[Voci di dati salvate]
%%

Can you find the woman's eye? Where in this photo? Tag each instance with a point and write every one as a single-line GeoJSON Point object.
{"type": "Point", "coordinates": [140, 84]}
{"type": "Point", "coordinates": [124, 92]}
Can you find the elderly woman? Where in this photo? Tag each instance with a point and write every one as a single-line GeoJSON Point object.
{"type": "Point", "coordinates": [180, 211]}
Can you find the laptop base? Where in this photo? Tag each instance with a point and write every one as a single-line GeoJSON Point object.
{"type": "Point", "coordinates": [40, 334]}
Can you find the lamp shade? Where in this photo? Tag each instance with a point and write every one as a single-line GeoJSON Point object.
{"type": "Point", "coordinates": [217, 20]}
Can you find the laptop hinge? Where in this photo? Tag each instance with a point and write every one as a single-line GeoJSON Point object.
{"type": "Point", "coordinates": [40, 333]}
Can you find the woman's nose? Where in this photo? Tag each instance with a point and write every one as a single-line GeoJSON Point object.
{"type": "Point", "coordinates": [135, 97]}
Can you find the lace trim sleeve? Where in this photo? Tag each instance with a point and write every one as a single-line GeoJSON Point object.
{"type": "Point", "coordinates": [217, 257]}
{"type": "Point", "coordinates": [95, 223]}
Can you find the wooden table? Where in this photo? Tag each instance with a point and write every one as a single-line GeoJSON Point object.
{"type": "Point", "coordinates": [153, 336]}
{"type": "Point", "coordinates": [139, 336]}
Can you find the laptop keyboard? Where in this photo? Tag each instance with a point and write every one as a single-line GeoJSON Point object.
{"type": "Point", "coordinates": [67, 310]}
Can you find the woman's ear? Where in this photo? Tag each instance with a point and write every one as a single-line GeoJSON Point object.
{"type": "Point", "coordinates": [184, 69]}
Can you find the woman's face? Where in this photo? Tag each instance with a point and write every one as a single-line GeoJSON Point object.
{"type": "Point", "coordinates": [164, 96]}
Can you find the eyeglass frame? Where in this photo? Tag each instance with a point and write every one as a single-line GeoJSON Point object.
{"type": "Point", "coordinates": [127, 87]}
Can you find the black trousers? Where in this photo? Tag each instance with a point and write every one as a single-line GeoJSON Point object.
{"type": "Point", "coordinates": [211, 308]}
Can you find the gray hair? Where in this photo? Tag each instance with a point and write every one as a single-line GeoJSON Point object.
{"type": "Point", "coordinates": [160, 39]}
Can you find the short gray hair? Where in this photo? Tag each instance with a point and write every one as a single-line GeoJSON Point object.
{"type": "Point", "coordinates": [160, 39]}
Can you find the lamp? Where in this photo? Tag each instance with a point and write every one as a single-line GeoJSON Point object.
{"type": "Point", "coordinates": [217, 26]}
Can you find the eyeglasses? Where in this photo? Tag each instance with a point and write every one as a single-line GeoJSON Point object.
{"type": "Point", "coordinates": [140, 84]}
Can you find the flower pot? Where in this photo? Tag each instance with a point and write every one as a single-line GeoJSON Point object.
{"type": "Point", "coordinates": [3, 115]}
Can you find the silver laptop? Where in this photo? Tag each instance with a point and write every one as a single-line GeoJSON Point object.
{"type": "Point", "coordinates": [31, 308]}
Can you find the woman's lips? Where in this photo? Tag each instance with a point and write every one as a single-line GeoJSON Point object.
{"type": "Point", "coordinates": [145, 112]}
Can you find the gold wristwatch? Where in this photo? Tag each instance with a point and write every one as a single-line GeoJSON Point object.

%%

» **ISTRUZIONI DA SEGUIRE**
Converti le righe qui sopra in un elenco numerato, omettendo quelle vuote.

» **RISULTATO ESERCIZIO**
1. Can you find the woman's eye? Where in this photo? Tag each instance with a point and write every one as a single-line GeoJSON Point object.
2. {"type": "Point", "coordinates": [140, 84]}
3. {"type": "Point", "coordinates": [124, 92]}
4. Can you find the elderly woman? Where in this photo? Tag each instance with a point and write every one as a single-line GeoJSON Point object.
5. {"type": "Point", "coordinates": [180, 211]}
6. Can you find the laptop base? Where in this photo? Tag each instance with a point and write every one as a single-line GeoJSON Point object.
7. {"type": "Point", "coordinates": [40, 334]}
8. Can you find the lamp shade? Where in this photo? Tag each instance with a point and write every one as a single-line GeoJSON Point object.
9. {"type": "Point", "coordinates": [217, 20]}
10. Can you find the laptop hinge? Where in this photo? Tag each instance with a point and write every one as a single-line GeoJSON Point object.
11. {"type": "Point", "coordinates": [40, 333]}
12. Can you find the woman's nose? Where in this photo? Tag each instance with a point and write every one as a single-line GeoJSON Point object.
13. {"type": "Point", "coordinates": [135, 97]}
14. Can you find the lace trim sleeve? Where in this photo? Tag each instance with a point and write every one as a single-line GeoJSON Point object.
15. {"type": "Point", "coordinates": [217, 257]}
16. {"type": "Point", "coordinates": [95, 223]}
17. Can you find the wooden table? Where in this photo? Tag each instance with a point and write every one as a single-line GeoJSON Point object.
18. {"type": "Point", "coordinates": [153, 336]}
19. {"type": "Point", "coordinates": [139, 336]}
20. Can you find the laptop keyboard? Where in this photo? Tag each instance with a point and write every one as a single-line GeoJSON Point object.
21. {"type": "Point", "coordinates": [67, 310]}
22. Can you find the woman's ear? Where in this photo? Tag each instance with a point and write every one as a single-line GeoJSON Point object.
23. {"type": "Point", "coordinates": [184, 69]}
24. Can you find the woman's face? Where in this photo? Tag each instance with a point and write every one as a single-line GeoJSON Point object.
25. {"type": "Point", "coordinates": [164, 96]}
26. Can you find the eyeglass frame? Where in this photo? Tag each instance with a point and write every one as a single-line GeoJSON Point object.
27. {"type": "Point", "coordinates": [127, 87]}
28. Can you find the black trousers? Where in this photo? Tag each instance with a point and write every one as a single-line GeoJSON Point object.
29. {"type": "Point", "coordinates": [211, 308]}
30. Can you find the gray hair? Where in this photo? Tag each instance with a point and write every one as a single-line GeoJSON Point object.
31. {"type": "Point", "coordinates": [160, 39]}
32. Can you find the short gray hair? Where in this photo? Tag each instance with a point and write every one as a single-line GeoJSON Point object.
33. {"type": "Point", "coordinates": [160, 39]}
34. Can you find the lamp? Where in this photo? Tag each instance with a point and write every one as a single-line GeoJSON Point object.
35. {"type": "Point", "coordinates": [217, 26]}
36. Can you find the eyeglasses? Where in this photo? Tag each instance with a point and write every one as a single-line GeoJSON Point object.
37. {"type": "Point", "coordinates": [140, 84]}
38. Can you find the flower pot? Where in this photo? Tag each instance with a point and write every one as a single-line GeoJSON Point object.
39. {"type": "Point", "coordinates": [3, 115]}
40. Can you find the silver laptop? Where in this photo? Tag each instance with a point and write every one as a single-line GeoJSON Point object.
41. {"type": "Point", "coordinates": [31, 308]}
42. Can you find the woman's lips? Where in this photo? Tag each instance with a point and write every one as a single-line GeoJSON Point object.
43. {"type": "Point", "coordinates": [145, 112]}
44. Can you find the gold wristwatch? Where in this photo? Tag each instance with a point and write every one as a single-line GeoJSON Point object.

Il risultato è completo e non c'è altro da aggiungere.